Exercise instructions: From the data that follows, copy every line holding the string "positive".

Information supplied:
※
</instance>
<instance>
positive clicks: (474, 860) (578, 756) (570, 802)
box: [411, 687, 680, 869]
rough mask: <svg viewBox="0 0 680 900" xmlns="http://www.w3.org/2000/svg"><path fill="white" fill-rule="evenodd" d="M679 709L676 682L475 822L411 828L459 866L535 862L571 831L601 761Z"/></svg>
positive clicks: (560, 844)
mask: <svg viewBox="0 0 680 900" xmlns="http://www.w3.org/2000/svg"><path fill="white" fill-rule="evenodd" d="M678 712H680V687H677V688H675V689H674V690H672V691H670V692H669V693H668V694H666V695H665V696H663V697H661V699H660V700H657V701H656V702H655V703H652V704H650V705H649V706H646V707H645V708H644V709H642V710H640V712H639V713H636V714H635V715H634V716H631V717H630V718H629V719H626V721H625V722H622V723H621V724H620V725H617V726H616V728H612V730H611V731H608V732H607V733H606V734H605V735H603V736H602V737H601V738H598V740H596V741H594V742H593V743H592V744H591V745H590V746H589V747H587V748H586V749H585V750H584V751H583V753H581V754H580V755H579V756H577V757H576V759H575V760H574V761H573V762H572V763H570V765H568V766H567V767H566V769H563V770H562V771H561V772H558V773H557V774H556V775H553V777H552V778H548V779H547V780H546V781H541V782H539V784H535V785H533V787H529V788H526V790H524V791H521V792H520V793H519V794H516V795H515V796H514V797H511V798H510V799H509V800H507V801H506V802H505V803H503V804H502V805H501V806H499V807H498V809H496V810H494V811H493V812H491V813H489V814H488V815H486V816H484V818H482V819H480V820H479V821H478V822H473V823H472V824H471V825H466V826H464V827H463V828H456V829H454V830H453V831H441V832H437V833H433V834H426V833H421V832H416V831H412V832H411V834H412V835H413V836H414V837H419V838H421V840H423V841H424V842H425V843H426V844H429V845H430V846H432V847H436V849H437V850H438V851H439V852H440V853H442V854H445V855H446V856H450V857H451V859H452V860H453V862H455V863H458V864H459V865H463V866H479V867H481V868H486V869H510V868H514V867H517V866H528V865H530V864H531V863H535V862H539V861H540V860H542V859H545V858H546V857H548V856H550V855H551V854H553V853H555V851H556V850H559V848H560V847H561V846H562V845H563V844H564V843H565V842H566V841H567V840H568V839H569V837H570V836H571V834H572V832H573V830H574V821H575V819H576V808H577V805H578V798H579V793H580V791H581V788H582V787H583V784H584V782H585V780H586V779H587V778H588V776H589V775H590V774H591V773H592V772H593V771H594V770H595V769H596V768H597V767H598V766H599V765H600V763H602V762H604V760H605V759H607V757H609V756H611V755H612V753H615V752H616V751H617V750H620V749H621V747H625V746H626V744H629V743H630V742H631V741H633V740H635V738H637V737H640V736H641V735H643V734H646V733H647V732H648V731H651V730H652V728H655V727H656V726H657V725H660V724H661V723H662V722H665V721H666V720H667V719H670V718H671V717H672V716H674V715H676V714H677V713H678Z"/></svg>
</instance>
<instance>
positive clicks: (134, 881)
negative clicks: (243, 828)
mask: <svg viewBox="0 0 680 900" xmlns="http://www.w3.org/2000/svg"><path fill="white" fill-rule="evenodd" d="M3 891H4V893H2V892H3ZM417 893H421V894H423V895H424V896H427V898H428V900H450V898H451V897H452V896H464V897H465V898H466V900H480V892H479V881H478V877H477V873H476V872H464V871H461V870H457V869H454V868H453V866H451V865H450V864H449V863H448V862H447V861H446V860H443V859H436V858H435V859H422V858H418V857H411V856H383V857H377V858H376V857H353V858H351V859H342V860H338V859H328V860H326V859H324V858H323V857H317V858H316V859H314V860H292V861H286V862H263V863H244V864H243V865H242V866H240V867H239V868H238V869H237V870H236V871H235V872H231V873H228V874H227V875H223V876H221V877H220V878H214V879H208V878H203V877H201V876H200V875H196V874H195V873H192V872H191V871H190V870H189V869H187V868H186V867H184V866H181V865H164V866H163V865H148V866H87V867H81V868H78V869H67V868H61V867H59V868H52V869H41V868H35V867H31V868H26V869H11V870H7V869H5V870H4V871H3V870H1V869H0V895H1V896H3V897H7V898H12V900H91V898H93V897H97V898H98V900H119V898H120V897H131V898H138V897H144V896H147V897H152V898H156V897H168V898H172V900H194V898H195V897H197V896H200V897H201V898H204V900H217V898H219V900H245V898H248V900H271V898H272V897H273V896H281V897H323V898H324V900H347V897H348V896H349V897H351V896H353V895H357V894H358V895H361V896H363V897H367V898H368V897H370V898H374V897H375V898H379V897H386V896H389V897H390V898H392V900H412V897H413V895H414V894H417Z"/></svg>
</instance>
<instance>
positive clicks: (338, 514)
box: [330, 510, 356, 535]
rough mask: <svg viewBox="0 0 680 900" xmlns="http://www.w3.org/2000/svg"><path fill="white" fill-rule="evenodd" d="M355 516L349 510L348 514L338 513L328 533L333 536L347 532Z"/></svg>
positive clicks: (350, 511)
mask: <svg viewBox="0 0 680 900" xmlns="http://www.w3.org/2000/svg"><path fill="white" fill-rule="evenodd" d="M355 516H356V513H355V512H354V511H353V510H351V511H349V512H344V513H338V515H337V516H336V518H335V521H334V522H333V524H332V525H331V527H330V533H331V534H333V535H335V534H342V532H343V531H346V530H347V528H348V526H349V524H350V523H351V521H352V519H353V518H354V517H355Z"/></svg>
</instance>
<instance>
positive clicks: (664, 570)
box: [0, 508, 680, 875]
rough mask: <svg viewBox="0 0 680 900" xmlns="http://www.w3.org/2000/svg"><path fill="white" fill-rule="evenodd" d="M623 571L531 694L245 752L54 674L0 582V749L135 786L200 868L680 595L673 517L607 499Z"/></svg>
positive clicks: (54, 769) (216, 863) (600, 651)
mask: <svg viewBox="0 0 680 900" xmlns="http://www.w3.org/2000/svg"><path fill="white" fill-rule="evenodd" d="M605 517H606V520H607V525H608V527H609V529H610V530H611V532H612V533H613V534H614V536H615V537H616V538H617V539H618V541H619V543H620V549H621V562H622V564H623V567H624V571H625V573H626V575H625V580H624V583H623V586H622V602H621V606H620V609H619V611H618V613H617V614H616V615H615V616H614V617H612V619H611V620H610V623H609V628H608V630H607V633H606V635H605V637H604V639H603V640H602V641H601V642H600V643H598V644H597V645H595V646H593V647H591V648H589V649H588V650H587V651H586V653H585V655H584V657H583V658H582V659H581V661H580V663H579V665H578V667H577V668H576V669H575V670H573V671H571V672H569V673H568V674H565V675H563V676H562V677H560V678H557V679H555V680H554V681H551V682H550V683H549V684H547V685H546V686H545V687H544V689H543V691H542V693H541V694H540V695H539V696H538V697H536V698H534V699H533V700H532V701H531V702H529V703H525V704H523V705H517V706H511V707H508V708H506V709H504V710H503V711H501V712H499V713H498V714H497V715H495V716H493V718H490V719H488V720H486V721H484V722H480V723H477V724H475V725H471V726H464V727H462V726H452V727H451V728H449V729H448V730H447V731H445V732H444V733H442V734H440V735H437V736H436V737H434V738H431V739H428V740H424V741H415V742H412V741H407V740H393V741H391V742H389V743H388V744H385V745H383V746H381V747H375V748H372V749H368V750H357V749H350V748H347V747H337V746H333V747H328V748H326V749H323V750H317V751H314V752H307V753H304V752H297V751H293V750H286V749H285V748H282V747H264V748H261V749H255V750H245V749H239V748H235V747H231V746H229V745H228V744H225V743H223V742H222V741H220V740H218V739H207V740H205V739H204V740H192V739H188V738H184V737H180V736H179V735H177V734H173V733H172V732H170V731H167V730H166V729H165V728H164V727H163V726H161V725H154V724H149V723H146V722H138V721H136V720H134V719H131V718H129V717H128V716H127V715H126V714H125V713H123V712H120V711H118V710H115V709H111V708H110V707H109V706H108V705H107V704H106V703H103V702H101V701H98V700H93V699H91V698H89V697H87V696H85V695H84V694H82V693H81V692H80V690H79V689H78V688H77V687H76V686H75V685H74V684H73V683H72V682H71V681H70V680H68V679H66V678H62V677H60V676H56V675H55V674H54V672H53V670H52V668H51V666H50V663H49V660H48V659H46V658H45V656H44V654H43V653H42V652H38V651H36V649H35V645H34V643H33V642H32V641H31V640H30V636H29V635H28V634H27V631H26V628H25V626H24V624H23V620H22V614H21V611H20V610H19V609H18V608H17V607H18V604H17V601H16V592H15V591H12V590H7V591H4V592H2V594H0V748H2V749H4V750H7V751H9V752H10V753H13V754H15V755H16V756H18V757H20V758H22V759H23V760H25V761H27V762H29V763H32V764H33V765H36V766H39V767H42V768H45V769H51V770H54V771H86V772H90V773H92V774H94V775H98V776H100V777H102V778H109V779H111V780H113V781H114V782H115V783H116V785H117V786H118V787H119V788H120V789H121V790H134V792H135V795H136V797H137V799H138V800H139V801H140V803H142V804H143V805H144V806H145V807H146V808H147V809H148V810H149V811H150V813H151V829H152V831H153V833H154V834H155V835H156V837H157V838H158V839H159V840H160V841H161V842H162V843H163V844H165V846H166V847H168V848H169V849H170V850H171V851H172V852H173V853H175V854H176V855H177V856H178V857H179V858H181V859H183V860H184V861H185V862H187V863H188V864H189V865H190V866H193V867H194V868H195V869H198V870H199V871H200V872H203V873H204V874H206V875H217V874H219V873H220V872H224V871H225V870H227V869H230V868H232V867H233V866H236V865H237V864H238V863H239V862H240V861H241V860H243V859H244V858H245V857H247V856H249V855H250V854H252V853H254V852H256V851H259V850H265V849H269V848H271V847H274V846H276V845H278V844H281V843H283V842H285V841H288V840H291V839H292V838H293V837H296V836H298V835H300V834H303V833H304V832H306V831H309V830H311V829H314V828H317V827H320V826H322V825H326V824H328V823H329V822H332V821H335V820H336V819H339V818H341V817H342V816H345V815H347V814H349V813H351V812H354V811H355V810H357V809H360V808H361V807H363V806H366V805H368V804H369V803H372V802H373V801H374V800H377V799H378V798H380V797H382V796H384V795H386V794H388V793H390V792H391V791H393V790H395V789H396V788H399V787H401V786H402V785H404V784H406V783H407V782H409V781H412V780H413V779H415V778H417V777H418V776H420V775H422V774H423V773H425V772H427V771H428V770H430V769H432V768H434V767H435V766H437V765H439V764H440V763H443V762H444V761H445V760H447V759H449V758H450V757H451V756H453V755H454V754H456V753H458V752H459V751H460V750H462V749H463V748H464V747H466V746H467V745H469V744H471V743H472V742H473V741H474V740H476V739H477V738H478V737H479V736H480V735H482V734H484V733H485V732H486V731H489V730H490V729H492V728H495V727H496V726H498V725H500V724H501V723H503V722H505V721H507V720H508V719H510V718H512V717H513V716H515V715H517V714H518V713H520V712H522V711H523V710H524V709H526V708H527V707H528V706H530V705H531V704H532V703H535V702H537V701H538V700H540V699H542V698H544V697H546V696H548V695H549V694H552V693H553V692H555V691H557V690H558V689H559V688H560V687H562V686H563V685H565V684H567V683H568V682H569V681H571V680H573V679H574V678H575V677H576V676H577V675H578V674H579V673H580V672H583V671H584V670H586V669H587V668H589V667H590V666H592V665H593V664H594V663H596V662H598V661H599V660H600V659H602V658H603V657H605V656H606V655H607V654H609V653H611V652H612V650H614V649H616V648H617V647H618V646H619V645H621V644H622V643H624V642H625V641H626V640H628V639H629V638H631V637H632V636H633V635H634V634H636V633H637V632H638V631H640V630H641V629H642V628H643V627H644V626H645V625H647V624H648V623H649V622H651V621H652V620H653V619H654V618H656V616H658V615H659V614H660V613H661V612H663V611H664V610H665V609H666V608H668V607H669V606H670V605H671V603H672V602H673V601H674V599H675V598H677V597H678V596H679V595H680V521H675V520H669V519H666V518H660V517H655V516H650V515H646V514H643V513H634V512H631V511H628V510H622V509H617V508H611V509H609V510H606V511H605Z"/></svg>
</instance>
※
Solution to this task:
positive clicks: (474, 860) (578, 756) (570, 802)
positive clicks: (560, 844)
positive clicks: (134, 881)
positive clicks: (338, 514)
positive clicks: (350, 511)
positive clicks: (664, 570)
positive clicks: (54, 769) (216, 863) (600, 651)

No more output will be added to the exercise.